╭─ FRAGMENT

ECLI:NL:TADRSHE:2017:154 Raad van Discipline 's-Hertogenbosch 17-185/DB/ZWB

ECLI: ECLI:NL:TADRSHE:2017:154
Datum uitspraak: 04-09-2017
Datum publicatie: 06-09-2017
Zaaknummer(s): 17-185/DB/ZWB
Onderwerp: Grenzen van het tuchtrecht, subonderwerp: Advocaat in overige hoedanigheden
Beslissingen: Waarschuwing
Inhoudsindicatie: Verweerster heeft tuchtrechtelijk verwijtbaar gehandeld door in haar hoedanigheid van bewindvoerder geheimhoudingsplicht te schenden door e-mailverkeer tussen haar en  (de advocaat van) de saniet toe te sturen aan de wederpartij van de saniet, die het e-mailverkeer in het geding heeft gebracht in een civiele procedure waarin verweerster partij noch gemachtigde was. Gegrond. Waarschuwing.

╰─
╭─ VASTGELEGDE GEGEVENS

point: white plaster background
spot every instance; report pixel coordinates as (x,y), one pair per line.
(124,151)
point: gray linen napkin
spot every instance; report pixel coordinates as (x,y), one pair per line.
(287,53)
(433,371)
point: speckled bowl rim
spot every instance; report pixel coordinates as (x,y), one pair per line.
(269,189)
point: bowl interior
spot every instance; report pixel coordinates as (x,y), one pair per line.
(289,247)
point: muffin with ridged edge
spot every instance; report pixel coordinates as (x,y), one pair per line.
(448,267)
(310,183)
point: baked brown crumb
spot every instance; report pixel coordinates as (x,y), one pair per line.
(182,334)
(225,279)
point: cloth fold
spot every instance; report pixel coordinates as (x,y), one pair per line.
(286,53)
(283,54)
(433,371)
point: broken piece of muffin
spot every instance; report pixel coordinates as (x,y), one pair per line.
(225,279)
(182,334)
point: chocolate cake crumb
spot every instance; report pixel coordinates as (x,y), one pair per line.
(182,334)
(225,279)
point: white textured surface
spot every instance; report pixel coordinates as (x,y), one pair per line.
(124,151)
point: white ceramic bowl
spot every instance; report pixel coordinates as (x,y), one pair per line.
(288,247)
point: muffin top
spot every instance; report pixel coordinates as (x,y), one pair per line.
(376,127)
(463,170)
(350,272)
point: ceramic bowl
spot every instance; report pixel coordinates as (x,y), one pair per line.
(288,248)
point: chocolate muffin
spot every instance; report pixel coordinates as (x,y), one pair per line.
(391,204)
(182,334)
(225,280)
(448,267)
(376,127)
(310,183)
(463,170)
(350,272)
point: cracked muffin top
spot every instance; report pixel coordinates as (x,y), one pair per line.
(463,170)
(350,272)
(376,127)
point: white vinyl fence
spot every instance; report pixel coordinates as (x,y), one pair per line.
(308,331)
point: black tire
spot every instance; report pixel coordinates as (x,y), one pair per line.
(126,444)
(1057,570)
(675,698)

╰─

▶ [UIT TE VOEREN TAKEN]
- a) Welke maatregel legde de raad volgens de tuchtuitspraak aan verweerster op?
- b) Zet de tuchtuitspraak voort na de laatste zin.

▶ [ANTWOORDEN]
- a) Een waarschuwing.

- b)
Beslissing van de Raad van Discipline in het ressort  ’s-Hertogenbosch

van 4 september  2017

in de zaak 17-185/DB/ZWB

naar aanleiding van de klacht van:

klager

tegen:

verweerster

1          Verloop van de procedure

1.1      Bij e-mailbericht van 21 juli 2016 heeft klager bij de deken van de Orde van Advocaten in het arrondissement Zeeland-West-Brabant (hierna: de deken) een klacht ingediend over verweerster.

1.2      Bij brief aan de raad van 1 maart 2017 met kenmerk K16-096, door de raad ontvangen op 2 maart 2017, heeft de deken de klacht ter kennis van de raad gebracht.

1.3      De klacht is behandeld ter zitting van de raad van 26 juni 2017 in aanwezigheid van klager. Verweerster is, als aangekondigd bij brief d.d. 18 mei 2017, niet verschenen. Van de behandeling is proces-verbaal opgemaakt.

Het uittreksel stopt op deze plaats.